▶ _Directions_
Convert each line of the rows below into one string of a JSON list, omitting blank lines and the pictures.

-- start of Supplied material --

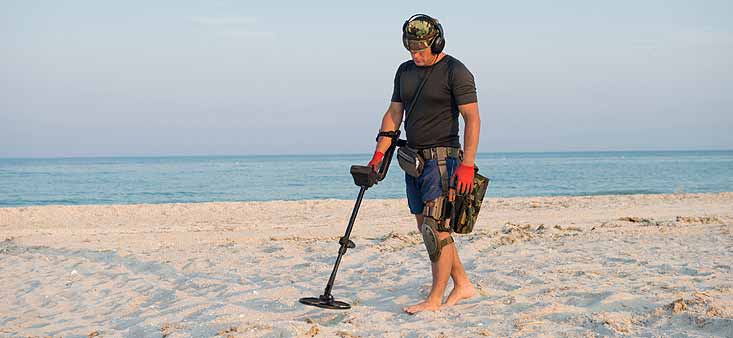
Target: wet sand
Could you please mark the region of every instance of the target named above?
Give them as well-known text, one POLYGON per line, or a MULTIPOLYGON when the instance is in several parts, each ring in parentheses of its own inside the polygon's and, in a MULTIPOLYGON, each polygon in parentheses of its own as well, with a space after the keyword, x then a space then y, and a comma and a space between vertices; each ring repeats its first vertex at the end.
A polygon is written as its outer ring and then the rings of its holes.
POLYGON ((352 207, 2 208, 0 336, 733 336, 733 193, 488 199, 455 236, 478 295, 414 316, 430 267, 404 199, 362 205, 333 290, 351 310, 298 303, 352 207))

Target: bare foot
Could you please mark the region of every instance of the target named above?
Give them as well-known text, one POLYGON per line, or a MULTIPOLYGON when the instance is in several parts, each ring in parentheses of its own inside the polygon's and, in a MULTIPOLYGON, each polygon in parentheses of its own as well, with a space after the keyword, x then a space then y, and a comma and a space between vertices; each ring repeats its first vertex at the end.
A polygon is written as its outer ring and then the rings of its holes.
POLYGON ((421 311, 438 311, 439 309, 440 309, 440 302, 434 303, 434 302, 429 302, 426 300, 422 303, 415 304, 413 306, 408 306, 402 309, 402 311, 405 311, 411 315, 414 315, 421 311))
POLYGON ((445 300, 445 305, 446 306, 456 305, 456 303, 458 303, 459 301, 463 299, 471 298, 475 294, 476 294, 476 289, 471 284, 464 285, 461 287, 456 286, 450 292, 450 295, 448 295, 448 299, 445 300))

-- end of Supplied material --

▶ _Response to this exercise_
[
  "Target: wet sand",
  "Could you please mark the region of every instance of the target named above?",
  "Give them as well-known text, one POLYGON per line, or a MULTIPOLYGON when the instance is in several parts, each ring in parentheses of its own inside the polygon's and, in a MULTIPOLYGON, each polygon in parentheses of its own as well, with a space after the keyword, x then a space then y, and a comma and a space between vertices; each ring repeats its first vertex at the end.",
  "A polygon is written as its outer ring and then the rings of its holes.",
  "POLYGON ((352 207, 2 208, 0 336, 733 336, 733 193, 488 199, 455 236, 478 295, 414 316, 430 267, 404 199, 362 205, 333 290, 351 310, 298 303, 352 207))",
  "Target: bare foot",
  "Could you please mark the region of every instance of the target named above?",
  "Give them as well-known text, one POLYGON per line, or a MULTIPOLYGON when the instance is in several parts, each ring in parentheses of its own inside the polygon's and, in a MULTIPOLYGON, each polygon in parentheses of its own as well, with a space after the keyword, x then a space then y, and a comma and a space between vertices; each ring repeats its first vertex at the end.",
  "A polygon is written as its outer ring and then the rings of its holes.",
  "POLYGON ((421 311, 438 311, 439 309, 440 309, 440 302, 434 303, 434 302, 429 302, 426 300, 422 303, 415 304, 413 306, 408 306, 402 309, 402 311, 405 311, 411 315, 414 315, 421 311))",
  "POLYGON ((445 300, 445 305, 446 306, 456 305, 456 303, 458 303, 459 301, 463 299, 471 298, 475 294, 476 294, 476 289, 471 284, 464 285, 461 287, 456 286, 450 292, 450 295, 448 295, 448 299, 445 300))"
]